- Opening Delimiter -

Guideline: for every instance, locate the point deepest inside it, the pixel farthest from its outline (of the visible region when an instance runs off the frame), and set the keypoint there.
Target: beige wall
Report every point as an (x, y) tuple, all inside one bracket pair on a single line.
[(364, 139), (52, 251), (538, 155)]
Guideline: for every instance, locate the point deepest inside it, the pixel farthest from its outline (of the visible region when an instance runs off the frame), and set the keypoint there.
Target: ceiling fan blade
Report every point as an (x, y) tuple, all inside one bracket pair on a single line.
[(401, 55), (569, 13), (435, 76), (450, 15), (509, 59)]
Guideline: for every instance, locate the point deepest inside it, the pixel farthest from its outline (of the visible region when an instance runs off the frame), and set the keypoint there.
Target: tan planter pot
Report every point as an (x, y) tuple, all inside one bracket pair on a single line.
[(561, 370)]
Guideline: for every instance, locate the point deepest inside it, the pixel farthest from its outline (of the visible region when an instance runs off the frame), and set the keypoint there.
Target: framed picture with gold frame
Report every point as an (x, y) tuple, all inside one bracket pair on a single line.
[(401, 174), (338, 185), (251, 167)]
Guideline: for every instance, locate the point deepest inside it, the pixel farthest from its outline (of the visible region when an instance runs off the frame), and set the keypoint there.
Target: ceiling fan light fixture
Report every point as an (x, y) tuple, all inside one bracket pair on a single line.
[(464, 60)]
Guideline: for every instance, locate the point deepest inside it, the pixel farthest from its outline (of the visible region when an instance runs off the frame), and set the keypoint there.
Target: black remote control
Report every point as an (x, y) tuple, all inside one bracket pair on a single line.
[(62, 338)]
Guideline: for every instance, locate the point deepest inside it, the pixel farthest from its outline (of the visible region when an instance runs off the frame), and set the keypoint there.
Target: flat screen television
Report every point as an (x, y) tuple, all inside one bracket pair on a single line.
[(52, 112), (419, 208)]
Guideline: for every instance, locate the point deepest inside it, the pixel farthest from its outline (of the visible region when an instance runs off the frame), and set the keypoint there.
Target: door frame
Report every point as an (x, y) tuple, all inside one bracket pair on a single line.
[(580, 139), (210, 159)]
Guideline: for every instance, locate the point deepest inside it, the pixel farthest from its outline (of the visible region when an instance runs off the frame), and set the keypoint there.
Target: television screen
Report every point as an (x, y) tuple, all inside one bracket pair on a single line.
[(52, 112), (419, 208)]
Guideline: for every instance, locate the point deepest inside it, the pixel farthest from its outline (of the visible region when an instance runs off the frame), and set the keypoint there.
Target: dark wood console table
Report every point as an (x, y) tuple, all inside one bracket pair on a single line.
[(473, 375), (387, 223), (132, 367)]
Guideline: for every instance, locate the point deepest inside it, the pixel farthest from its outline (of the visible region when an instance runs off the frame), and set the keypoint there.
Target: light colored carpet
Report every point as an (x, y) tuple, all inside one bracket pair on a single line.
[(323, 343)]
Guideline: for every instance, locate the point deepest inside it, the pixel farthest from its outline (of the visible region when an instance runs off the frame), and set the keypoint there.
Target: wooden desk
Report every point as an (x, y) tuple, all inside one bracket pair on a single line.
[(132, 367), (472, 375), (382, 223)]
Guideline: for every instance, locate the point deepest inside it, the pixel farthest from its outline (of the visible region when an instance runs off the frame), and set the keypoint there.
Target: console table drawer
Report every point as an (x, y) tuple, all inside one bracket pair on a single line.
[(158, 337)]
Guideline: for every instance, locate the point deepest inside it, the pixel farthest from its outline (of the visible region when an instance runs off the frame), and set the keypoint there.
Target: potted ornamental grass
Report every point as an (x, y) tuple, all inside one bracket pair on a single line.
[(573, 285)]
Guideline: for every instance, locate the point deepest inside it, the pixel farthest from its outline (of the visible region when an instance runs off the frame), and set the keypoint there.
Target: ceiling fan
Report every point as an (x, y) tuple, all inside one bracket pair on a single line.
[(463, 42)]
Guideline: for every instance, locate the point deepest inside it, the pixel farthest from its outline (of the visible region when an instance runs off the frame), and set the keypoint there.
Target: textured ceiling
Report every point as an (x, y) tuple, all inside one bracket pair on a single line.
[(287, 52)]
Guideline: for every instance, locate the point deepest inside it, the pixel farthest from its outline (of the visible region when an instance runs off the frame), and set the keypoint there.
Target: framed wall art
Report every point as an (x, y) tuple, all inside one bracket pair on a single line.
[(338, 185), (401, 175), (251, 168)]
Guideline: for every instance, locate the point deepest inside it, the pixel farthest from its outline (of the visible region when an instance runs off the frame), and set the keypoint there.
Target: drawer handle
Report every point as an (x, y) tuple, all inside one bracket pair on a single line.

- Closing Delimiter -

Write out exactly, and only, each line from the one with "Target: drawer handle" down to the last line of the records above.

Target: drawer handle
Report every point as an (x, y) tuple, all inside one bracket pair on a single line.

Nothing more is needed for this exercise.